Raised in a deeply religious family, he used to travel to mainland China every two years with his family and church literally to spread the gospel. As with many Hong Kong Chinese who trace their roots to the mainland, he doesn’t know where his ancestral village is. His lasting memory of his trips across the border is of dirty toilets, he tells me, mid-bite. He turned to activism when he realised praying didn’t help much.
“The gift from God is to have independence of mind and critical thinking; to have our own will and to make our own personal judgments. I don’t link my religious beliefs with my political judgments. Even Carrie Lam is Catholic,” he trails off, in a reference to Hong Kong’s leader. Lam has the lowest approval rating of any chief executive in the history of the city, thanks to her botched handling of the crisis.
I ask whether Wong’s father, who is also involved in social activism, has been a big influence. Wrong question.

- [Collected data]:
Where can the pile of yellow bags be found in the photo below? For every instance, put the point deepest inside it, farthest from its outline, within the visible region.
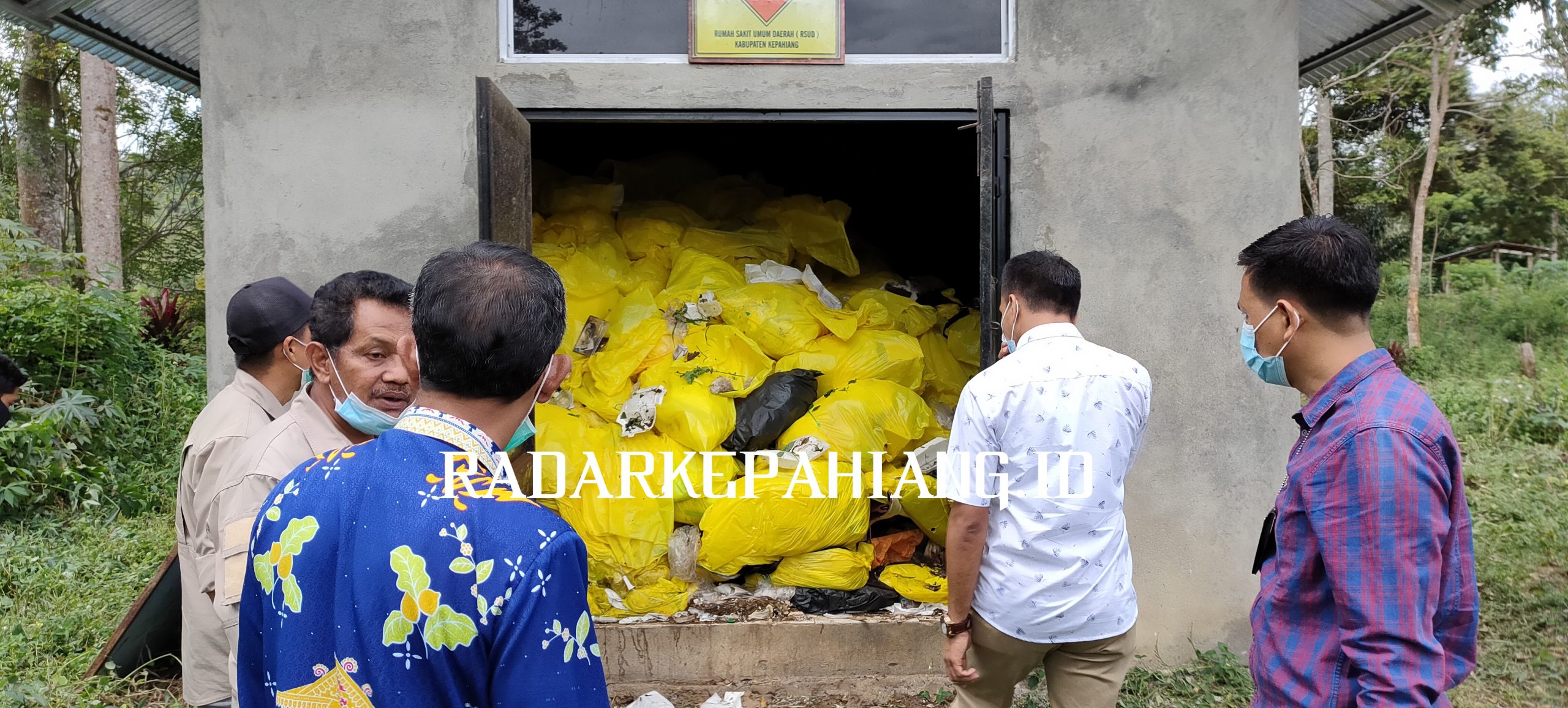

- [Written tasks]:
#1 Condense the paragraph of the interview excerpt that begins "Raised in a deeply religious family" into a shorter version that keeps its main facts.
#2 Retype the section of the interview excerpt that opens with the words containing "Raised in a" and closes with "of the crisis.", matching the original word for word.

- [The answers]:
#1 Raised in a deeply religious family, he traveled to mainland China every two years with his family and church to spread the gospel. Like many Hong Kong Chinese with mainland roots, he doesn't know where his ancestral village is, and what he remembers most from those trips is dirty toilets. He became an activist after realizing that praying didn't help much.

#2
Raised in a deeply religious family, he used to travel to mainland China every two years with his family and church literally to spread the gospel. As with many Hong Kong Chinese who trace their roots to the mainland, he doesn’t know where his ancestral village is. His lasting memory of his trips across the border is of dirty toilets, he tells me, mid-bite. He turned to activism when he realised praying didn’t help much.
“The gift from God is to have independence of mind and critical thinking; to have our own will and to make our own personal judgments. I don’t link my religious beliefs with my political judgments. Even Carrie Lam is Catholic,” he trails off, in a reference to Hong Kong’s leader. Lam has the lowest approval rating of any chief executive in the history of the city, thanks to her botched handling of the crisis.